[Data entries]
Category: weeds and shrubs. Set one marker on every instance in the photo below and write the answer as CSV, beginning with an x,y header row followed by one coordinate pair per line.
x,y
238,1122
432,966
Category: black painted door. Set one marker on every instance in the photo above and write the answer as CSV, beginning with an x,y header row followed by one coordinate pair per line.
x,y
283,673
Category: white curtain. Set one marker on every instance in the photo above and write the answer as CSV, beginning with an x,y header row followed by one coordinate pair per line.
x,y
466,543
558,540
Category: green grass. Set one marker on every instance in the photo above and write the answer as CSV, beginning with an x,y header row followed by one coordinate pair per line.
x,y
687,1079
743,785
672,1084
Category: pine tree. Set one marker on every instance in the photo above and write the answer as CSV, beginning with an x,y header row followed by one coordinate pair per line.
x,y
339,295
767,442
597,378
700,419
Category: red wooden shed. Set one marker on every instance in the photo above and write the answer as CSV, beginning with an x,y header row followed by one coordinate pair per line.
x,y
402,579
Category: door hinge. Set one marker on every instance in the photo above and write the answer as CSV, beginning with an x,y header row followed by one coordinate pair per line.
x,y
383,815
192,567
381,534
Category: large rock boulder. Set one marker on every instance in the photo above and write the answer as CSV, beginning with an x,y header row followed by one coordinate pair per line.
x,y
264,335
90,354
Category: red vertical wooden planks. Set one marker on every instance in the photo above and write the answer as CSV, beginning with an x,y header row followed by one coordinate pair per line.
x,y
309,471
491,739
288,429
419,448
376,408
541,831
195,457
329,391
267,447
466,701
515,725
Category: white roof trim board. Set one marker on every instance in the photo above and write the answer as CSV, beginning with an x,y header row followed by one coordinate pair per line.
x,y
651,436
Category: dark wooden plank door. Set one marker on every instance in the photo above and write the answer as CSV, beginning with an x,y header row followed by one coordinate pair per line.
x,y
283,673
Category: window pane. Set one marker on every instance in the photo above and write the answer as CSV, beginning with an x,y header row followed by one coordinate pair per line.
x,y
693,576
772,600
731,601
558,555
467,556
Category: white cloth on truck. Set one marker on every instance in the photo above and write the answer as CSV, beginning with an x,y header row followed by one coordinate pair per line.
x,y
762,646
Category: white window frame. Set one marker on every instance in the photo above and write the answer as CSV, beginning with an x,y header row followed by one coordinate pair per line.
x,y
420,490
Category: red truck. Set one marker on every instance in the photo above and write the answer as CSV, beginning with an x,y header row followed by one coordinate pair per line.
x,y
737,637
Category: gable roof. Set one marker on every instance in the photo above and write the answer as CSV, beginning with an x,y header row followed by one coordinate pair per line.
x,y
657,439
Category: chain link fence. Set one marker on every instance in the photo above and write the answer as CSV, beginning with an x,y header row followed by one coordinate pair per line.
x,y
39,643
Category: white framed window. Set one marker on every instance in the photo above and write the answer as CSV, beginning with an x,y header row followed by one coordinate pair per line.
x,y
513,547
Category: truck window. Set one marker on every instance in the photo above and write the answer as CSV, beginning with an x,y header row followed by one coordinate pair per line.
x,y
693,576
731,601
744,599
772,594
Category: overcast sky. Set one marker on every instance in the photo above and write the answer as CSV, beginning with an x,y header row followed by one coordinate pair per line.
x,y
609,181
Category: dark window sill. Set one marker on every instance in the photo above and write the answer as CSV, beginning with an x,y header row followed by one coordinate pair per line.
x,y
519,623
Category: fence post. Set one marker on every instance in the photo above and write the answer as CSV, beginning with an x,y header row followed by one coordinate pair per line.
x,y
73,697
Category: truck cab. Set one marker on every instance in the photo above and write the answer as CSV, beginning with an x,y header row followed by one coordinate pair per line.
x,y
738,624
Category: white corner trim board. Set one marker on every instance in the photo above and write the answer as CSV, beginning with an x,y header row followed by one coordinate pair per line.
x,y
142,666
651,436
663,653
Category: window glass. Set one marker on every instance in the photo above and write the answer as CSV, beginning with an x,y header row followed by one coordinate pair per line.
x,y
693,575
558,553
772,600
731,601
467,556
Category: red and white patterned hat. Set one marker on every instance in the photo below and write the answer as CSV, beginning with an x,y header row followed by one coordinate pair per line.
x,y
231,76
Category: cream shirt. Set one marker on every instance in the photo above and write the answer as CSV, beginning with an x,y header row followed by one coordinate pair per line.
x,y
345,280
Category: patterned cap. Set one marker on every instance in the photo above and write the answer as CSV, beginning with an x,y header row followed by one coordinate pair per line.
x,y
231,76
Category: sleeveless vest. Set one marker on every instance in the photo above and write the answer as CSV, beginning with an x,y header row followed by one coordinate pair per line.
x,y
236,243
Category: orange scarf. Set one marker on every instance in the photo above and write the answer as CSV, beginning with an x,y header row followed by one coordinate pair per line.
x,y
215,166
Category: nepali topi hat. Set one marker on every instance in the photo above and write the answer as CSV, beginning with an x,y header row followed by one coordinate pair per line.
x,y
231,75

* Required work:
The records above must be written out again exactly.

* Output for this task:
Category: weeds and shrubs. Set one marker on every instance in the photo below and write the answer as CSV, beginning with an x,y header row followed by one coordinate pair per line.
x,y
238,1122
432,966
Category: black painted door. Set one marker on every instance in the photo above and write the answer as CSV, beginning with an x,y header row followed by one coordinate pair per line.
x,y
283,673
Category: white curtain. Set one marker on every instance in the photo above and write the answer as CSV, beginning with an x,y header row followed by one coordinate pair per line.
x,y
466,543
558,540
Category: green grass. Set one marker on every instance in the photo above and write the answer as CSV, beginning with an x,y header row followed by one coordinate pair per line.
x,y
687,1079
743,785
672,1084
Category: pine tree. Set one marker on every instance in the photo above and write the answer as CSV, beginning with an x,y header row followed by one coordinate pair per line.
x,y
339,295
767,442
597,378
700,419
Category: red wooden shed. Set one marker on every instance in the photo above and write the answer as CSV, beginning with an x,y header row followed by one coordinate pair per line.
x,y
402,579
Category: door hinge. Set one marker on every instance in the photo above and write the answer as CSV, beginning with an x,y header row followed by one coordinate pair per line.
x,y
383,815
192,567
381,534
Category: large rock boulder. Set one marker on every instance in the photo above and write the answer as CSV, beginning with an x,y header row followed by one coordinate pair per line.
x,y
264,335
90,354
Category: red vertical wooden planks. Set one marker on every instance in the photo above and write the answer as CSV, beginning with an x,y header row followed by one coordinate pair per line.
x,y
309,471
491,739
288,429
419,448
376,408
541,831
195,457
329,391
267,447
466,701
515,725
Category: white roof trim board. Set one marker on every instance in the photo above and write the answer as CSV, beginning with an x,y header row followed by one coordinate pair per line.
x,y
651,436
Category: dark wooden plank door. Set one marker on every instance in the photo above and write the answer as CSV, beginning with an x,y header row followed by one coordinate pair per line.
x,y
283,673
Category: window pane. Set one marker on every instance in the photo above and write the answer as CSV, beginning with an x,y header row followed by one coordinate pair per line.
x,y
693,576
772,600
731,601
558,555
467,556
Category: white cloth on truck. Set one marker on every instance in the photo above and write the answer as CSV, beginning with an x,y header row followed by one coordinate pair per line.
x,y
762,646
Category: white window frame. Set one marker on every instance in the photo above and write the answer as CSV, beginning with an x,y header row followed by one coordinate pair per line.
x,y
420,490
Category: red truck. Set one marker on every instance in the photo above and write the answer as CSV, beginning with an x,y header row followed by one coordinate pair per line.
x,y
737,637
Category: gable roof. Set one marker on every instance in the photo above and write the answer as CSV, beginning with an x,y header row followed by one coordinate pair per line.
x,y
657,439
Category: chain link fence. Set one marker on every instance in the photo above and write the answer as CSV, beginning with an x,y header row followed by one coordinate pair per line.
x,y
39,643
Category: white framed window. Set one marker on every instance in the photo above and write the answer as CSV, beginning with an x,y header row followed by one coordinate pair per line.
x,y
513,547
Category: truck window. Set one marker on every instance in the photo above and write the answer as CSV, beginning with an x,y header row followed by one coordinate pair per line.
x,y
693,576
731,601
744,599
772,594
Category: overcast sky. Set one marker on every instance in the photo above and write the answer as CSV, beginning with an x,y header row followed by one coordinate pair per line.
x,y
609,181
Category: dark window sill. Set one marker on every instance in the photo above and write the answer as CSV, beginning with an x,y header row followed by one coordinate pair per line.
x,y
519,623
Category: fence post. Set one marker on every instance in the photo above and write the answer as CSV, beginning with an x,y header row followed by one coordinate pair per line.
x,y
73,697
Category: truck cab. Set one marker on every instance in the photo above and write the answer as CSV, beginning with an x,y header row followed by one coordinate pair per line.
x,y
738,624
Category: white corner trim board. Set one marker on every instance in the photo above and write the answer as CSV, beginning with an x,y header row followed by one coordinate pair per line.
x,y
142,666
651,436
663,653
Category: window glass. Set one marker on every instance in the photo above and write the answer as CSV, beginning with an x,y header row followed by one coordinate pair per line.
x,y
693,575
558,553
772,600
731,601
467,556
Category: red and white patterned hat. Set one marker on every instance in the photo below and write the answer as CSV, beginning with an x,y header row followed by one coordinate pair per line.
x,y
231,76
Category: cream shirt. Set one marker on every instance in the photo above and write the answer as CSV, beginning with an x,y header row followed by one coordinate pair per line.
x,y
345,280
Category: patterned cap. Set one marker on every instance in the photo above and write the answer as CSV, beginning with an x,y header row followed by one coordinate pair per line.
x,y
231,76
Category: sleeveless vest. Set one marker on every instance in the photo above and write the answer as CSV, beginning with an x,y header row followed by one coordinate pair per line.
x,y
236,243
Category: orange scarf. Set one marker on every instance in the photo above and write the answer as CSV, beginning with an x,y header row followed by one coordinate pair per line.
x,y
215,166
Category: nepali topi hat. Set one marker on every instance in the photo above and write the answer as CSV, beginning with an x,y header row followed by one coordinate pair per line.
x,y
231,75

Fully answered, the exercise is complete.